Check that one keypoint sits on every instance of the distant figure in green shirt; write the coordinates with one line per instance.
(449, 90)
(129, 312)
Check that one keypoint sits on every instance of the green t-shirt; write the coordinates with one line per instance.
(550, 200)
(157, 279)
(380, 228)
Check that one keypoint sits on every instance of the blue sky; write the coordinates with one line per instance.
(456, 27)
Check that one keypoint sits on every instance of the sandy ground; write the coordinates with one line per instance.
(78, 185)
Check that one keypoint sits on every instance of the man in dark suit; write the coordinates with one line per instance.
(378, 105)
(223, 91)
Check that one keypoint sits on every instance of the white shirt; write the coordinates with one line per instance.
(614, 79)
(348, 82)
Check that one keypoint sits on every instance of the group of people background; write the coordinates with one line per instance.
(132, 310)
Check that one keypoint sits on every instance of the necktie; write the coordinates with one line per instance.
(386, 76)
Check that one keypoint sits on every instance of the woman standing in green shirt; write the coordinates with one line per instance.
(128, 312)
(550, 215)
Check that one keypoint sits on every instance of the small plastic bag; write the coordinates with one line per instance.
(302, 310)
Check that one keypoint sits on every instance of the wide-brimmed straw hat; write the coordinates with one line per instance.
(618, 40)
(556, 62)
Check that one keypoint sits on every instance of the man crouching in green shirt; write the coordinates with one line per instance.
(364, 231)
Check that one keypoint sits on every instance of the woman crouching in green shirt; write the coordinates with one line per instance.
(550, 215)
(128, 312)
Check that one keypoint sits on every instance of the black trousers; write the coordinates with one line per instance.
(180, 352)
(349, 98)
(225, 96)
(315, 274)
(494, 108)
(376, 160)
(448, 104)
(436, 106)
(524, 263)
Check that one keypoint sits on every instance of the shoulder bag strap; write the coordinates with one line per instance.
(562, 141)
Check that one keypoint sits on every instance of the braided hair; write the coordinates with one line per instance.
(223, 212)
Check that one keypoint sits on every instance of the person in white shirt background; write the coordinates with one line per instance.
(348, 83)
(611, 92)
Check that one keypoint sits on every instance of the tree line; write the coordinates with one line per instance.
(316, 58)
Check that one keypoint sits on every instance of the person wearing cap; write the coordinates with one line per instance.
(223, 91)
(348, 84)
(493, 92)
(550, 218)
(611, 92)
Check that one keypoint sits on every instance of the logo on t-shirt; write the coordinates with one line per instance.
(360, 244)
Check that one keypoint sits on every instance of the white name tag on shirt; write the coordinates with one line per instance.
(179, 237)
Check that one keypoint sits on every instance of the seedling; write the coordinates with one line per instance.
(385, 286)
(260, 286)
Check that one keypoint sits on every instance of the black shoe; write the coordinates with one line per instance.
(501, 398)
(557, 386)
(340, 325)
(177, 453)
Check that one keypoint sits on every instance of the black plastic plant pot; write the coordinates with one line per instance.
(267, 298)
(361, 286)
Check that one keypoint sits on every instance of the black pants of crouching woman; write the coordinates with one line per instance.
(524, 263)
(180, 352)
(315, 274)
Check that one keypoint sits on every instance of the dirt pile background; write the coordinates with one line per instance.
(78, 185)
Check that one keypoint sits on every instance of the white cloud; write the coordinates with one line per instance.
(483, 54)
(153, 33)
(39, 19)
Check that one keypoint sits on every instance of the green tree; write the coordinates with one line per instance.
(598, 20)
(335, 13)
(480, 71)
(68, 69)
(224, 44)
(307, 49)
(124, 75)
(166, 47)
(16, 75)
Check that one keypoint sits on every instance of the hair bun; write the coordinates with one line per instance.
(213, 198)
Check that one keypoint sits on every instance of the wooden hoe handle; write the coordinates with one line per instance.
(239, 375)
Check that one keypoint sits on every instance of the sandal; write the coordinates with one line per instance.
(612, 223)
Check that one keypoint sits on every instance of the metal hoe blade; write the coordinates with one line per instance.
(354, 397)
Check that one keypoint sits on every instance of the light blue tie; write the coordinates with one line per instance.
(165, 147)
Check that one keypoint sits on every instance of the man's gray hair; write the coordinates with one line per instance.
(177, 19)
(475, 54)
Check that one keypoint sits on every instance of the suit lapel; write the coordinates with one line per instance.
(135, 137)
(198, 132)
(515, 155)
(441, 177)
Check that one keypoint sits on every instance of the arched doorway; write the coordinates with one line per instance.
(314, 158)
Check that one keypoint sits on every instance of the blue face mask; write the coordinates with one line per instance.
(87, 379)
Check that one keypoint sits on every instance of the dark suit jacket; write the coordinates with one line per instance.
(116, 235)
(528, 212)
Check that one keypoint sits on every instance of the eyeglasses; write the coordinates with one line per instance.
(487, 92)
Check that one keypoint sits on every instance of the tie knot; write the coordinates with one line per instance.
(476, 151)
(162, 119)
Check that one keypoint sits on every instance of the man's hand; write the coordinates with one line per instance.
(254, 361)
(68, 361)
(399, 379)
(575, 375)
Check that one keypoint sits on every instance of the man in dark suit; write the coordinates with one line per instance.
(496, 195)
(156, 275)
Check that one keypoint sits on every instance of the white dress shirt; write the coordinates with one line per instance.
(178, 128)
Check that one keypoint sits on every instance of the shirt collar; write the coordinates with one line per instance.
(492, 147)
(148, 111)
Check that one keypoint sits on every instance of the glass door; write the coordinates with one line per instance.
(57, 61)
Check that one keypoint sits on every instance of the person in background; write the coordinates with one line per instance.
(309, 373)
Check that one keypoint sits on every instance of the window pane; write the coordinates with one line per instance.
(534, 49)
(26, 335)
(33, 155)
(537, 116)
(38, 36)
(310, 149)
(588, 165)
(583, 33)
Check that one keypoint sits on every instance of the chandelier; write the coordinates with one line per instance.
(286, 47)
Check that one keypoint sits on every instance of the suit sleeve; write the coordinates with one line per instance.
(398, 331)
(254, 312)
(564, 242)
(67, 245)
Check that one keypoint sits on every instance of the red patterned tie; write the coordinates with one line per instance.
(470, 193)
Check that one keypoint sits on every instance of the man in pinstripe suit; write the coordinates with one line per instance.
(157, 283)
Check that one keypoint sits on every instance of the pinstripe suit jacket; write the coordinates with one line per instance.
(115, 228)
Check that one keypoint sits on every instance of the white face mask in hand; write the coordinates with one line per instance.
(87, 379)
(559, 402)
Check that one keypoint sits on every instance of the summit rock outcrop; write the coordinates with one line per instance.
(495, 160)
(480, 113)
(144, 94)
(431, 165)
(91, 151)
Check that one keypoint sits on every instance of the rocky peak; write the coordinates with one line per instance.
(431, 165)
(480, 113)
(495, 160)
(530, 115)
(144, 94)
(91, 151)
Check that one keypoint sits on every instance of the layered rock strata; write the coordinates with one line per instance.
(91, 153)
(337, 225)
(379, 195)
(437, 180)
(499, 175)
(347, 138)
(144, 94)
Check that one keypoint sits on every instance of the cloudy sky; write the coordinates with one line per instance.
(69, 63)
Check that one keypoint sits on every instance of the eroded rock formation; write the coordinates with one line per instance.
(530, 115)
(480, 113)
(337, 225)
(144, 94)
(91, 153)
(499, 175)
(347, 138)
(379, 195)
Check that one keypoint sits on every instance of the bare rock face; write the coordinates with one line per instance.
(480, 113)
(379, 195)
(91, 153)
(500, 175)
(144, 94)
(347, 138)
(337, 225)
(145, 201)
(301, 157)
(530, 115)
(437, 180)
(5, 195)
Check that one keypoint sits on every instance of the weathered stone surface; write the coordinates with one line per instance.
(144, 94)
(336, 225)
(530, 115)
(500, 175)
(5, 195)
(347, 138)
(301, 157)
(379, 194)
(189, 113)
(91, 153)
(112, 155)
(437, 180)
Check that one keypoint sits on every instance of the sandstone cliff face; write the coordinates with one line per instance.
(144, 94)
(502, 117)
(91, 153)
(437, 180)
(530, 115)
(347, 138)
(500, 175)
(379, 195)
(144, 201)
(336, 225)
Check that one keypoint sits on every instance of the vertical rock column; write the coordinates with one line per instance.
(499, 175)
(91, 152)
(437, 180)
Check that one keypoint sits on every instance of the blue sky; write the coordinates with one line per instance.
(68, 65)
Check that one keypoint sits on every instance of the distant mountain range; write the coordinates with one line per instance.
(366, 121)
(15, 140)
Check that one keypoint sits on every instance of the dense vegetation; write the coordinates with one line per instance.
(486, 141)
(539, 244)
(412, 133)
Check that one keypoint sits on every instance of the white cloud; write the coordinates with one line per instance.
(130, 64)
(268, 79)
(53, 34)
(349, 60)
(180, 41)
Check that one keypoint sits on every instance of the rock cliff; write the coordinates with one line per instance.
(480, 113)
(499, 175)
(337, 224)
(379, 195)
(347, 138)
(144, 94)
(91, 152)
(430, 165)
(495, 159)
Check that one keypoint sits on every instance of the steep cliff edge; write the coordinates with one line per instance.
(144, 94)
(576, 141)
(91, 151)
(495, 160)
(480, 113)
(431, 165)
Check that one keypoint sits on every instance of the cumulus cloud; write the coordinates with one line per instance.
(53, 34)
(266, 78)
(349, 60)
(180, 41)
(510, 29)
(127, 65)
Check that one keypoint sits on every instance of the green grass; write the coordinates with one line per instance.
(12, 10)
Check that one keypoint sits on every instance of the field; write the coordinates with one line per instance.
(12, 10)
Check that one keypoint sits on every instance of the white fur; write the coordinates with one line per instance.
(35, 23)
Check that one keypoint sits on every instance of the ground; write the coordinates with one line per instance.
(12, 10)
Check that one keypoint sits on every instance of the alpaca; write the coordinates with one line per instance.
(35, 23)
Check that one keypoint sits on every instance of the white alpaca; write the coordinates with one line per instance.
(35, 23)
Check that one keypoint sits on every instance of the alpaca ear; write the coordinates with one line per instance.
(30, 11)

═══

Retype the rows above, starting at the line that contains "the white fur;" and ending at the last line of the rows.

Check that one keypoint sits on every instance of the white fur; write the coordinates with one line per instance.
(35, 23)
Check that one keypoint sits on every instance of the ground; write the coordinates with one line per instance.
(12, 10)
Check that one keypoint sits on every instance of the alpaca; write the coordinates with one line per instance.
(35, 23)
Check that one keypoint sits on every instance of the white alpaca; write the coordinates with one line per instance.
(35, 23)
Check that one keypoint sits on every instance of the alpaca ear; write the coordinates with one line per instance.
(30, 11)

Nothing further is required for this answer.